#### What is being asked:
Pull out each line of the data below that contains the string "white". Case matters, so a match must have the same capitalization.

#### Material for this task:
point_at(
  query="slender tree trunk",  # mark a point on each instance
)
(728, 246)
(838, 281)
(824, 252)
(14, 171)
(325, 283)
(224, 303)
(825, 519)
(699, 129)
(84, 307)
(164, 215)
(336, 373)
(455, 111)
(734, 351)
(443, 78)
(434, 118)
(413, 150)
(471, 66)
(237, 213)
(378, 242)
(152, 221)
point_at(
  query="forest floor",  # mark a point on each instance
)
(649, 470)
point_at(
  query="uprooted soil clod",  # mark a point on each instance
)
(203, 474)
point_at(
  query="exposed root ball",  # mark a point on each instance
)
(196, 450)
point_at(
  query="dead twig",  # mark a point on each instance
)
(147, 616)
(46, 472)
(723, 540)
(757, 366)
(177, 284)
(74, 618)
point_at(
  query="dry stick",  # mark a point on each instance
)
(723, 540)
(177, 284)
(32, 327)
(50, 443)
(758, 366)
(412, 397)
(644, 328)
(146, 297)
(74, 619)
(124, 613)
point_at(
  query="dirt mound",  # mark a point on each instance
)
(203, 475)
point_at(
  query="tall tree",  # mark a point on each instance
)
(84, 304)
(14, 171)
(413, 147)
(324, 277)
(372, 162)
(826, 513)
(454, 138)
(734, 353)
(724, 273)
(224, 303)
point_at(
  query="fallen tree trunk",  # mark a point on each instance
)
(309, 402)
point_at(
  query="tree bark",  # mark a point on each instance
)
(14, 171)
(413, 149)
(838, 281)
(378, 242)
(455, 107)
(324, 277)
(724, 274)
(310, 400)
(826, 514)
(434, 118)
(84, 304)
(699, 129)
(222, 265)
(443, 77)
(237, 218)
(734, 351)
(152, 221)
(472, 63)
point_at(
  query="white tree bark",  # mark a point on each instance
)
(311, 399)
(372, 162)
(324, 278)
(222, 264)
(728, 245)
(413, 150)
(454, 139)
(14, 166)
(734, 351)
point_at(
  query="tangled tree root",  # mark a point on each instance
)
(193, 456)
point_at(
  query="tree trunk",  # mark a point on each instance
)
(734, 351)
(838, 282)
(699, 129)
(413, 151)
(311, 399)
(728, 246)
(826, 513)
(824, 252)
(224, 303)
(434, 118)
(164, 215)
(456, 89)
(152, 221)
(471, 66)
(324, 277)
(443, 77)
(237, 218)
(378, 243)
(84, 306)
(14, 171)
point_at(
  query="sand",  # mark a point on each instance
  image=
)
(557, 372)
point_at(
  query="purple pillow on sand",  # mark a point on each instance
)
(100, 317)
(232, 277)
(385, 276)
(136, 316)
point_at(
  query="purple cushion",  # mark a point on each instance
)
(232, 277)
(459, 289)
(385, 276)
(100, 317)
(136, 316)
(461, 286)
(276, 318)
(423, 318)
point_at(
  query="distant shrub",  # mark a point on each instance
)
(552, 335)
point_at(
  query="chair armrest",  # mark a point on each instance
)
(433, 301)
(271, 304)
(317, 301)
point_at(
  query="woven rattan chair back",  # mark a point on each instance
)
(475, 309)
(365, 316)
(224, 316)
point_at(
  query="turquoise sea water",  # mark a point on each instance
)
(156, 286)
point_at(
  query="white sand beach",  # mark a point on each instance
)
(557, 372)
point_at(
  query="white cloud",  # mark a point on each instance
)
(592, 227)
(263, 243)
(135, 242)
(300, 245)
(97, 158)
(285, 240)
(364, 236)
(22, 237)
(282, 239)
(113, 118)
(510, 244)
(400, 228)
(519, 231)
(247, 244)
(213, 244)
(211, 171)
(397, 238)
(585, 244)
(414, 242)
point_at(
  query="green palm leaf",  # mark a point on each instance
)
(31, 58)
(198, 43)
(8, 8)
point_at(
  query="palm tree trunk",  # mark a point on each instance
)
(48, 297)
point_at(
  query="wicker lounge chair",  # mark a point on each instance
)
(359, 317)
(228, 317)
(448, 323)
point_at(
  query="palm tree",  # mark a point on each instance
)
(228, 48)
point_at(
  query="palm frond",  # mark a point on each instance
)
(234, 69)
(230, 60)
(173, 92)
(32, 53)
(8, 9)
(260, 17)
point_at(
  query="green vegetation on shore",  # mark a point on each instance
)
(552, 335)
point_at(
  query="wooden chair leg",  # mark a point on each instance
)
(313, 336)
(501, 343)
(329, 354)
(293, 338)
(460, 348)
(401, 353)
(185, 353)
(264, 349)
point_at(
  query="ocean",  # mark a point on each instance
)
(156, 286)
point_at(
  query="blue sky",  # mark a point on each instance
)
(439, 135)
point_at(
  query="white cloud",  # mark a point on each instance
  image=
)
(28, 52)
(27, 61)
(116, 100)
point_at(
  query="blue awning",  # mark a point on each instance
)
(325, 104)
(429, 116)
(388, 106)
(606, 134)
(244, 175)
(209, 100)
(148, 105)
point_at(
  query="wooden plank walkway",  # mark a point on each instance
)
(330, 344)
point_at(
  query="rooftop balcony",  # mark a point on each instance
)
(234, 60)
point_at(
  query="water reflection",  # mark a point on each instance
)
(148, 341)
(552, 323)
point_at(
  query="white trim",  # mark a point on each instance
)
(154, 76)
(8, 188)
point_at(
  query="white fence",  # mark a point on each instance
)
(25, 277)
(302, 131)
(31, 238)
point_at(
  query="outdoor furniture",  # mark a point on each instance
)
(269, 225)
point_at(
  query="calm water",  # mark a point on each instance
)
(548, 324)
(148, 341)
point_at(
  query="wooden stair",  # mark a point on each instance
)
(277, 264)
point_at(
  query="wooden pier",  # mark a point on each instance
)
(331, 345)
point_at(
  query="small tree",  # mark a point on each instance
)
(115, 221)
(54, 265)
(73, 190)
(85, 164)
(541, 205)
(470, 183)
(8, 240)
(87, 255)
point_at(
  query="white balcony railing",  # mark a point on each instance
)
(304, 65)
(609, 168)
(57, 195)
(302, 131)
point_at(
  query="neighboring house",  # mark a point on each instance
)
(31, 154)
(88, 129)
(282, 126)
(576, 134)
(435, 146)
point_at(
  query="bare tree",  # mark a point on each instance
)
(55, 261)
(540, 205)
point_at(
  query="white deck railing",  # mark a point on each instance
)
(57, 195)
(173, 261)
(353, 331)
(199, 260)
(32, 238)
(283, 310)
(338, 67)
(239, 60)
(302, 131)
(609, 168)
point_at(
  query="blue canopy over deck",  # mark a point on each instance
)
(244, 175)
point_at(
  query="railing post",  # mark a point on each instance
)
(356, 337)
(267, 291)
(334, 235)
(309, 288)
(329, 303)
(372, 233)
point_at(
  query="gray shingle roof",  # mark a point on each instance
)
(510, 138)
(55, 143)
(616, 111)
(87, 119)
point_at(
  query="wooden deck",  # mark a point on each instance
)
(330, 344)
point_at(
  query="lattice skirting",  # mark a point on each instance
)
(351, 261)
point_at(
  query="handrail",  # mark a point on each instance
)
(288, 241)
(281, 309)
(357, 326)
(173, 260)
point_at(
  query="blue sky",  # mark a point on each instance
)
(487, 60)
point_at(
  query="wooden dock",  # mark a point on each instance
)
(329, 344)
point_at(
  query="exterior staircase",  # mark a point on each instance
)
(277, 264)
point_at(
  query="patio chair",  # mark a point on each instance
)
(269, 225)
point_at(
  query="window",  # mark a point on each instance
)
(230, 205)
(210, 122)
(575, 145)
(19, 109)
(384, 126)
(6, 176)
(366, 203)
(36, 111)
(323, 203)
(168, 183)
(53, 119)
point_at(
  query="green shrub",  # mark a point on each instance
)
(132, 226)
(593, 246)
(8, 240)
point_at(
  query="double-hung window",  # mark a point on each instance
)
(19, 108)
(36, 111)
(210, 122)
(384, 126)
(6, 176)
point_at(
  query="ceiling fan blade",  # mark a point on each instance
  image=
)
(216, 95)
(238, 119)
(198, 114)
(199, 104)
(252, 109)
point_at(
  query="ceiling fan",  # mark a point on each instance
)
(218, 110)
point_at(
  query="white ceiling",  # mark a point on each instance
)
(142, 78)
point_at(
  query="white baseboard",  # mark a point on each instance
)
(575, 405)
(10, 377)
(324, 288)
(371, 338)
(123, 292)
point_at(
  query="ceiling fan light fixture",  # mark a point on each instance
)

#### Finished task:
  query="white tree bark",  # mark a point on each instance
  query="white sand beach",  # mark a point on each instance
  query="white cloud",  # mark a point on each instance
  query="white cloud",  # mark a point on each instance
  query="white trim",  # mark a point on each instance
  query="white fence",  # mark a point on each instance
  query="white balcony railing",  # mark a point on each instance
  query="white deck railing",  # mark a point on each instance
  query="white ceiling",  # mark a point on each instance
  query="white baseboard",  # mark a point on each instance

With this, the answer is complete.